Consigne
Poursuivez le texte sur la névralgie pudendale par syndrome canalaire en reprenant juste après sa dernière phrase.

Passage fourni
Ces troubles peuvent se manifester par une hypertonie périnéale avec une dysurie, une constipation terminale, un vaginisme. On peut aussi retrouver des signes en rapport avec une hypersensiblité viscérale secondaire, expliquant une pollakiurie sans anomalie urologique, un syndrome de l’intestin irritable ou des douleurs sexuelles (pendant et souvent après les rapports, aussi bien chez l’homme que chez la femme).
Une imagerie non spécifique
Le diagnostic est clinique et les examens d’imagerie pelvienne ou rachidiennene sont là que pour éliminer une autre pathologie lésionnelle pelvienne, urologique, proctologique, gynécologique ou dermatologique.
Aucun examen n’est suffisamment sensible et spécifique pour affirmer une névralgie pudendale par syndrome canalaire. L’électroneuromyogramme (EMG) peut être normal, car il ne teste pas tous les types de fibres et peut être altéré par d’autres pathologies, notamment les neuropathies périnéales d’étirement, fréquentes après accouchement. Les anomalies découvertes lors d’un EMG, d’un écho-doppler ou d’une neurographie par IRM manquent donc cruellement de spécificité, et les anomalies asymptomatiques fréquentes.
L’évaluation avec quantification de la douleur en station assise juste avant et juste après une infiltration anesthésique du nerf pudendal est en revanche un critère indispensable au diagnostic de syndrome canalaire.

(Entrées enregistrées)
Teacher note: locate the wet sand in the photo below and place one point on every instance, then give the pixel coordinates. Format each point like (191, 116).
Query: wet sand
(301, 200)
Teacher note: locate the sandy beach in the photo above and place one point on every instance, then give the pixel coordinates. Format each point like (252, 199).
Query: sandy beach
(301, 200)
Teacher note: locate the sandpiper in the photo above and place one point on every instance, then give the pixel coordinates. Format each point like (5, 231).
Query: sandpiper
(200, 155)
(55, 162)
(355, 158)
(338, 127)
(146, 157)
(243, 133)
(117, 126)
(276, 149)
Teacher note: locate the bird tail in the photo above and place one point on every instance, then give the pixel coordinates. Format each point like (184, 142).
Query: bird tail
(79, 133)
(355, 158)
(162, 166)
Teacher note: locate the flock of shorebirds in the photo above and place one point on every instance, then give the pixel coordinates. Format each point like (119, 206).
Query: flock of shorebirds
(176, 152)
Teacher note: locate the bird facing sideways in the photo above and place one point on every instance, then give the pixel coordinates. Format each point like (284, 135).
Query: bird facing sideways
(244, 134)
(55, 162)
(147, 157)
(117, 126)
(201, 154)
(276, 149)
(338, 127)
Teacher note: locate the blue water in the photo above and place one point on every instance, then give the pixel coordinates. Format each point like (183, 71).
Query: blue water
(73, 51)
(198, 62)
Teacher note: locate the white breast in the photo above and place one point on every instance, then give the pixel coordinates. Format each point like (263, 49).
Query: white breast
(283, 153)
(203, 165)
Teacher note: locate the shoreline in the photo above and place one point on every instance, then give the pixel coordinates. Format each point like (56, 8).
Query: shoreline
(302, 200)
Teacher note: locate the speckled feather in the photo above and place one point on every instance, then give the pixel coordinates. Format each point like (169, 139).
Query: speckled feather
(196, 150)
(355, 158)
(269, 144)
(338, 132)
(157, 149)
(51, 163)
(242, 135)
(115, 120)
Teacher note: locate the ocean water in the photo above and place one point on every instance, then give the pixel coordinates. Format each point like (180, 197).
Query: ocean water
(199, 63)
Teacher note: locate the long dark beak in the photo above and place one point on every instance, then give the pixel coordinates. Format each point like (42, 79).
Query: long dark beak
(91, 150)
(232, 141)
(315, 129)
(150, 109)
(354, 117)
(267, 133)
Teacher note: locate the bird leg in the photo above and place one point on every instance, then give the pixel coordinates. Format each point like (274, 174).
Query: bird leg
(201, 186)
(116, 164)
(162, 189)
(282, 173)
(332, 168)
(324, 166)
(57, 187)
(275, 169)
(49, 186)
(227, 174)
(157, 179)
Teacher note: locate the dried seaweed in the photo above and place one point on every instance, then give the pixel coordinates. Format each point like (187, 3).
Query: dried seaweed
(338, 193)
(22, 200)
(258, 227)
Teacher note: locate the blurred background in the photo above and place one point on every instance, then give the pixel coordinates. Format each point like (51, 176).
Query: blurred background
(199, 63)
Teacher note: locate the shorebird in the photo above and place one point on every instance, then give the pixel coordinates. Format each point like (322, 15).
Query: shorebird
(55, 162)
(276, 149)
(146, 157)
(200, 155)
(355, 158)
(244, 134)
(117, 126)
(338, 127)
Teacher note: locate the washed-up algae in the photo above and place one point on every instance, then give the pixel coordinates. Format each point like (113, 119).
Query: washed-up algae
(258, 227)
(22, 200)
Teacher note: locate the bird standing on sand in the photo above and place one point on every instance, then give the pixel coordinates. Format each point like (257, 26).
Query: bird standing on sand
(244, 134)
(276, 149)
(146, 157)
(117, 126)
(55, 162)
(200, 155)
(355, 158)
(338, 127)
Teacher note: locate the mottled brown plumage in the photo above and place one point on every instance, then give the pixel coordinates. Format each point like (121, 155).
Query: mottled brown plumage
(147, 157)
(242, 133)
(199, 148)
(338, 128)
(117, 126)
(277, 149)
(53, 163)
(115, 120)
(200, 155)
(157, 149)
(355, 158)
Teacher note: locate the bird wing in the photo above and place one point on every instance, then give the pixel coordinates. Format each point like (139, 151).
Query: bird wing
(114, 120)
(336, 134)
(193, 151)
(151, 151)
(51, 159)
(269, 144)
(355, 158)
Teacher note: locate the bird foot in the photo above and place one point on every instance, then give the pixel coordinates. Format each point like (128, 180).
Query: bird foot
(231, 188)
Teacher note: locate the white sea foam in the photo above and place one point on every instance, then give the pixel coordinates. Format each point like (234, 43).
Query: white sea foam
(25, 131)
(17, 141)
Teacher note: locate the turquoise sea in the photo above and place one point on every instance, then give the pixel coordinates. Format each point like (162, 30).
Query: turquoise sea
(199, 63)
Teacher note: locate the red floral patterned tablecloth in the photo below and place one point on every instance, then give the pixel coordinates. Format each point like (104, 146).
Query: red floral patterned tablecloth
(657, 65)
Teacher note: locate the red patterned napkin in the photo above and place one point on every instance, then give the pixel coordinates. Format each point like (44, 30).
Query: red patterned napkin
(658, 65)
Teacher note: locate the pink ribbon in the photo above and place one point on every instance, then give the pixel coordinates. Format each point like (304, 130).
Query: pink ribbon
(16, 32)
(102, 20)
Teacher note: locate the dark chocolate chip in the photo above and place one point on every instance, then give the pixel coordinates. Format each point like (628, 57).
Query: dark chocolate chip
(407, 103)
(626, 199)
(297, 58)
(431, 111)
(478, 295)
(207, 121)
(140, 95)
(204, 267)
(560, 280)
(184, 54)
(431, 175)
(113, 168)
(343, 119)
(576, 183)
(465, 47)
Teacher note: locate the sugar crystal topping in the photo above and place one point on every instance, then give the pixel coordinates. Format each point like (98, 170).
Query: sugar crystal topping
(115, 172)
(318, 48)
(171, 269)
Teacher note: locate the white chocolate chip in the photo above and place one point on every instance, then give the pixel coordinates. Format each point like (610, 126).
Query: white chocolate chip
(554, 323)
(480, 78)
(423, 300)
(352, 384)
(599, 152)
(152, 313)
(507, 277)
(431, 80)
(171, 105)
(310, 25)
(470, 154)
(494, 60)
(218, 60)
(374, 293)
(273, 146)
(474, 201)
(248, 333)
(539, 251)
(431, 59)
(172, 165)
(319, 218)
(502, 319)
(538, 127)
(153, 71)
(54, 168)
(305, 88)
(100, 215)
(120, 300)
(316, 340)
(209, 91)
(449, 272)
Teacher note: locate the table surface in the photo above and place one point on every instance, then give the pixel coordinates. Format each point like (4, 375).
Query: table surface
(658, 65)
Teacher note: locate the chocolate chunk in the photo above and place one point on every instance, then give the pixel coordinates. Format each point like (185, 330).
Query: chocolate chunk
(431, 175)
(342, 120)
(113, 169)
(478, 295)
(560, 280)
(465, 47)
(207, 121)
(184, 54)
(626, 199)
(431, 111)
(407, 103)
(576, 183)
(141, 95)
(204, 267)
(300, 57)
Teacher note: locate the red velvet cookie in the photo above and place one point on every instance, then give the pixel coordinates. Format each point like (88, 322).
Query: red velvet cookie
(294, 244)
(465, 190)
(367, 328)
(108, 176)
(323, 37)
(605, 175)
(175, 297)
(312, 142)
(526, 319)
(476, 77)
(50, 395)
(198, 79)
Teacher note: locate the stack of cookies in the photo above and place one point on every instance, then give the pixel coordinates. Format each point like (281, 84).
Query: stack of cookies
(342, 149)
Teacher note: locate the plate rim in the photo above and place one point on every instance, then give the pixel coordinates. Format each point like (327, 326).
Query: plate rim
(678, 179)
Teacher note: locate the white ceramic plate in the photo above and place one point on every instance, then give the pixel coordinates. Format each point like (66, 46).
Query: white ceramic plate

Résultat ci-dessous
Une évolution imprévisible mais plusieurs traitements
Il existe des formes tout à fait bénignes et transitoires de névralgie pudentale qui ne passeront pas à la chronicité. Mais d’autres seront chroniques (plus de six mois), d’intensité variable, avec parfois des douleurs excessivement intenses et rebelles, accompagnées de toutes les conséquences psycho-affectives et sociales des douleurs chroniques invalidantes.
Le traitement doit être adapté à l’ancienneté et à l’importance de la gêne. Il associe les petits moyens (utilisation de coussins bouées, limitation des stations assises prolongées, arrêt du cyclisme, limitation des déplacements en voiture…), des traitements purement symptomatiques de la douleur neuropathique chronique : neurostimulation transcutanée (que l’on peut appliquer au niveau de la face interne de la cheville du fait des phénomènes de convergence entre pied et périnée), médicaments (progabaline, gabapentine, amitriptyline, duloxétine…), des traitements des symptômes associés (kinésithérapie ou ostéopathie) et une aide sophrologique (relaxation, thérapies brèves type hypnothérapie…).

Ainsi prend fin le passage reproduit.